# [Sayfa]
NİKANDROS KEPESİS – 75 YIL SONRA DOĞDUĞUM YERDE 1998 / DÜZENLEYEN: TUNÇ TOKAY (2)
Tunç Tokay, Kaya Köyü / Livissi’nin geçmişine belge derlemeleri ve çevirileri ile ışık tutmaya devam ediyor. Bu kez Livissili bir ailenin oğlu olan Yunanistan’ın tanınmış siyaset adamlarından Nikandros Kepesis’in Fethiye ve Kaya Köyüne 75 yıl sonra yaptığı ziyaretin anılarının yer aldığı yazı dizisinin ikinci bölümünü fethiyedays.com okurlarının ilgisine sunuyoruz.
***
Etnik köken, milliyet ne olursa olsun, savaş alanlarında şehit düşen, kamplarda ve esaret altında işkenceye uğrayan. Özgürlük, Demokrasi ve Barış için şiddete ve savaşa karşı mücadele eden herkese adanmıştır. Nikandros Kepesis
**
17 AĞUSTOS SABAHI
17 Ağustos sabahı, Hoca’nın yankılanan ezan sesiyle grup uyandı. Otel sahibi – otuzlu yaşlarında bir avukat – ki Niko’ya söylediğine göre, bu yıl da oteli dört aylığına kiralamış, grubu yardımcı olmaya çalıştı. Taksi durağına telefon etti ve kısa süre sonra bir taksi geldi. Pazarlığı, yeğeni aracılığıyla İngilizce olarak, Eleftheria yaptı.
– İki milyon Türk Lirası. Bizi Livisi’ye (şimdiki adıyla Kaya Köy) götürecek. Orada bırakacak, parasını alacak ve belirlediğimiz saatte geri gelip bizi alacak. Grup içinde hiç kimse buna itiraz etmedi… Sabah saat 10 civarında, “Vounari” (Livisi’de bir meydan) denilen yere ulaştılar. Pindaros, taksiyi orada durdurmayı tercih etti. Oradan, evine daha kısa ve hızlı bir şekilde ulaşabilecekti. Taksiye, çeşmelerin önünde de durmasını söyleyebilirdi ama neden grup beş-altı dakika fazla yürümek zorunda kalsın ki? Yolun karşısında, “Vounari”nin sağında, büfeye benzeyen bir yer vardı. Muhtemelen bir bakkal dükkanıydı; içinde limonatalar ve üstünde büyük bir Türkçe tabela bulunan bir yerdi. Taksiden indiler. Ödemeyi Eleftheria yaptı ve buluşma saati belirlendi.

Veri öğeleri:
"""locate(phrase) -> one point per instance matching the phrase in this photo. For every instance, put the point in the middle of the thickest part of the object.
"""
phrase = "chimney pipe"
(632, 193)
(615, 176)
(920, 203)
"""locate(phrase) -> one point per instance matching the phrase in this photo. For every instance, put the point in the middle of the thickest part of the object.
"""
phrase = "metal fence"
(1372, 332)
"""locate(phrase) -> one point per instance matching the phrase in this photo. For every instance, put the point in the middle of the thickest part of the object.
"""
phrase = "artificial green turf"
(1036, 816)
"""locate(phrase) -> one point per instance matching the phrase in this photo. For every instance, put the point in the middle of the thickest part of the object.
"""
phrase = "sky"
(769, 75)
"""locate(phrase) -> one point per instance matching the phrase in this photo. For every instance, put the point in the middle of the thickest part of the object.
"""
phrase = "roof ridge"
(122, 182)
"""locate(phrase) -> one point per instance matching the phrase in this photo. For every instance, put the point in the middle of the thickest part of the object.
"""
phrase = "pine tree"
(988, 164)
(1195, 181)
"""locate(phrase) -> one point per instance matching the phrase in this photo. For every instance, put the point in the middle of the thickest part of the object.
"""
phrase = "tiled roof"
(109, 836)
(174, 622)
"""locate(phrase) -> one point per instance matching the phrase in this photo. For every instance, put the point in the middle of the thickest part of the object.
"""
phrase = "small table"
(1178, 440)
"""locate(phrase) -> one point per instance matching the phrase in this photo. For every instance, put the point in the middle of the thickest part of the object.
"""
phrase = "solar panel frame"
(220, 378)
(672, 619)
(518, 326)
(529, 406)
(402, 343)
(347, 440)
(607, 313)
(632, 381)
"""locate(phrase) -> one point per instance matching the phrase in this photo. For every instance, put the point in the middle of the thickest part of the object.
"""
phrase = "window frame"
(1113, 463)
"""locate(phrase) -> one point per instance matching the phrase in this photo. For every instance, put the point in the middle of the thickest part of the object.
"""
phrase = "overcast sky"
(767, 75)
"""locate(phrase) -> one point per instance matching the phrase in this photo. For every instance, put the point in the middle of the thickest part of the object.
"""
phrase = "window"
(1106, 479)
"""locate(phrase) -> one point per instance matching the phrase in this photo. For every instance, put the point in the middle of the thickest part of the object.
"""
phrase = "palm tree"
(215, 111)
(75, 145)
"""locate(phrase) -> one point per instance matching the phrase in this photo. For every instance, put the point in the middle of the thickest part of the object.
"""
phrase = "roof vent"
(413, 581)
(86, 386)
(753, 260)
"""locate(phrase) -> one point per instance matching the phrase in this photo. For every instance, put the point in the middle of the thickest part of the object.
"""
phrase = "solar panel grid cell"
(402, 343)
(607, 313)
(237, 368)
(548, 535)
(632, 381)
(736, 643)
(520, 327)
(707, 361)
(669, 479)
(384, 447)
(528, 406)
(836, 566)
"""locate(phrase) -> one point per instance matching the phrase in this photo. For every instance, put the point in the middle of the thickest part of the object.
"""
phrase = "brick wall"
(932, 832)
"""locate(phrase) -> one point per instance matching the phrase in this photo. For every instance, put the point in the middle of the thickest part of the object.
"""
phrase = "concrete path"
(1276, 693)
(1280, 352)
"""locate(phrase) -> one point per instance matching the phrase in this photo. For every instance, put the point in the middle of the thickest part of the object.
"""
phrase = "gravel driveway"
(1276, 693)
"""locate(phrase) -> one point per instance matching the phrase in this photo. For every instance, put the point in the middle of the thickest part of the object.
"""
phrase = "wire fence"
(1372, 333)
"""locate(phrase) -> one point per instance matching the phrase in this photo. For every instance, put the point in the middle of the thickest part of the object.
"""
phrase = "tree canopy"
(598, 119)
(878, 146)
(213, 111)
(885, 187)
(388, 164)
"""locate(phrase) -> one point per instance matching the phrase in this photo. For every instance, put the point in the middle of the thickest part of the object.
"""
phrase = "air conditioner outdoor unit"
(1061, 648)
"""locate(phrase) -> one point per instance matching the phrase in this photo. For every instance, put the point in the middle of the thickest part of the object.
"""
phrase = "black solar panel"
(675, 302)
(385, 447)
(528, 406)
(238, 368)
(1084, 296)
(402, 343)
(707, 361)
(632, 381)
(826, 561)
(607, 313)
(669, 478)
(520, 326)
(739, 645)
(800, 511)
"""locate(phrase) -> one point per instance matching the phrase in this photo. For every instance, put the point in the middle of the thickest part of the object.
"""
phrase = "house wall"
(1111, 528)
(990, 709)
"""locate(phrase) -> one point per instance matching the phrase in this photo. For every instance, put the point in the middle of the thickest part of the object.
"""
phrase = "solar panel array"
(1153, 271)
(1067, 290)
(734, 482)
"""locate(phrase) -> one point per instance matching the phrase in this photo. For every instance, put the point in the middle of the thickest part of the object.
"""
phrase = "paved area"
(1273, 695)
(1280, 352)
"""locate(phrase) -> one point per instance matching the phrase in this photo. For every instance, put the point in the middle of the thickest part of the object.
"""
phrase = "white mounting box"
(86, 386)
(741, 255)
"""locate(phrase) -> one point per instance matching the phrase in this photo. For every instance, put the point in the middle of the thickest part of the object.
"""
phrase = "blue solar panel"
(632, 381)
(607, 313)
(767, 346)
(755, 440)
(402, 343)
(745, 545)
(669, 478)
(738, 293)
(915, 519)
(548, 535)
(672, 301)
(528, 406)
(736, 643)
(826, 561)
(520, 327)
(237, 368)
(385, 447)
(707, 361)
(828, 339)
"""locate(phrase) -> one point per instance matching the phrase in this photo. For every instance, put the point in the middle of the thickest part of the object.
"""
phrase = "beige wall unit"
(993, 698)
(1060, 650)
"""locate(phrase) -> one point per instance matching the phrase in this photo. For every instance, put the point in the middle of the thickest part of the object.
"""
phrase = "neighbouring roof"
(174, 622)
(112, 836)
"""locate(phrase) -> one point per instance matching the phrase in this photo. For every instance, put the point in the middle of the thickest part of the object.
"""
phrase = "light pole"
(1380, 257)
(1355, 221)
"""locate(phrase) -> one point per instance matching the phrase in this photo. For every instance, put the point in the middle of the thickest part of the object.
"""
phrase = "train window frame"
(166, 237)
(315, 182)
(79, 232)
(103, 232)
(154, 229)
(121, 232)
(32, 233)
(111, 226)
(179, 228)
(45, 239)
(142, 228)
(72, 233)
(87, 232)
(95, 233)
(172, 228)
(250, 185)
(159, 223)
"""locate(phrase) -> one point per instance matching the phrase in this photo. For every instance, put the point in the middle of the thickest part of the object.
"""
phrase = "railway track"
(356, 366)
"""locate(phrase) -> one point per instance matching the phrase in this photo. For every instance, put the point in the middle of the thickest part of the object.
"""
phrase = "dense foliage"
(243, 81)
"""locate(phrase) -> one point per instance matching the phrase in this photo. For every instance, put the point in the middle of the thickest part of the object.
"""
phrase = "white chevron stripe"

# [Yapılacaklar]
**a.** Kaya Köyü yazısına göre aşağıdaki soruları yanıtlayın:
(i) Otel sahibinin mesleği nedir?
(ii) Taksi için pazarlıkla belirlenen ücret ne kadardır?
(iii) Grup "Vounari" denilen yere saat kaç civarında ulaştı?
**b.** Kaya Köyü yazısını kaldığı yerden sürdürün.

# [Cevap listesi]
**a.**
(i) Avukat.
(ii) İki milyon Türk Lirası.
(iii) Sabah saat 10 civarında.

**b.**
– Öğleden sonra saat iki’de burada buluşacağız.
x x x
Pindaros, eski evinin (Kepesis’in çocukluğunun geçtiği ev, Aşağı Kilise çan kulesinin karşısındaki evdir.) yıkıntılarının önünde durdu ve duygularının onu tamamen sardığını hissetti. Hatıralar, sanki zaman geri dönmüş gibi, inanılmaz bir canlılıkla gözünün önüne geldi. Köpeği Roza’yı hatırladığında, bakışlarını ve göç anını yeniden yaşadı. Sadık Roza’nın, ona şaşkın ve sessiz bir sevgiyle bakan gözleri… Bu görüntü, onun hafızasında silinmez bir iz bırakmıştı.
Yıkıntıların etrafında yavaş ve ağır adımlarla yürüdü. Her adımı, o toprağın taşıdığı ağır tarihi ve acının yankısını hissettiriyordu. Toprak değişmişti, ev artık yoktu, ama hatıraları maddi gerçeklikten daha güçlüydü. Bir zamanlar pencereleri süsleyen yaseminler ve karanfiller, sanki hayal gücüyle yeniden çiçek açıyordu.
“Roza’m nereye gitti?” diye düşündü. İçinde bir yerde, cevabı biliyordu. O da diğer her şey gibi yok olmuştu, ama sevgisi hâlâ canlı ve kalbinin bir köşesinde saklıydı. Bu, bu topraklarda yaşanan acılardan sadece biriydi.
Arkadaş grubu, biraz uzakta sessizce duruyordu, bu anı saygıyla izliyorlar, o anda Pindaros’un sözlere ihtiyacı olmadığını biliyorlardı. Onun sadece hissetmeye, haksızca elinden alınan geçmişi yeniden yaşamaya ihtiyacı vardı. Bu, ona her şeyin değişmesine rağmen, bazı değerlerin ve duyguların sonsuza dek kalıcı olduğunu anlamasını sağlayan bir zaman yolculuğuydu.
– Peki Bay Pindaros, dedi bir ara sol tarafından gelen ve Pindaros’un düşünce akışını aniden bölen Elefteria Haciduğlu’nun sesi, evinizi buldunuz mu?
– Eğer gördüğün bu harabeyi bir ev olarak sayıyorsan, Elefteria! Yine de, işte burası bizim evimizin yıkıntısı, dedi Pindaros, derin bir hüzünle.
Bu sırada Elefteria’nın annesi ve fotoğraf makinesiyle Niko da yanlarına geldi. Niko, harabeleri kadraja alıp Pindaros’u, Elefteria’yı ve annesini çektikten sonra aşağıdaki Panagia kilisesine doğru ilerledi.
O an, Pindaros kilisenin çan kulesinin olmadığını fark etti. 1952 yılında Kalliopi Musaiou buraya gelip Livisi ve Makri’den birçok fotoğraf çektiğinde kule hâlâ yerindeydi. Tabii ki çanlar ve mermer basamaklar yoktu. Ama çan kulesi, bir iskelet gibi, oradaydı.
– Çan kulesi buradaydı, dedi Pindaros Elefteria’ya, evimizin köşesinden altı-yedi metre uzakta. Şimdi ise hiçbir şey kalmamış.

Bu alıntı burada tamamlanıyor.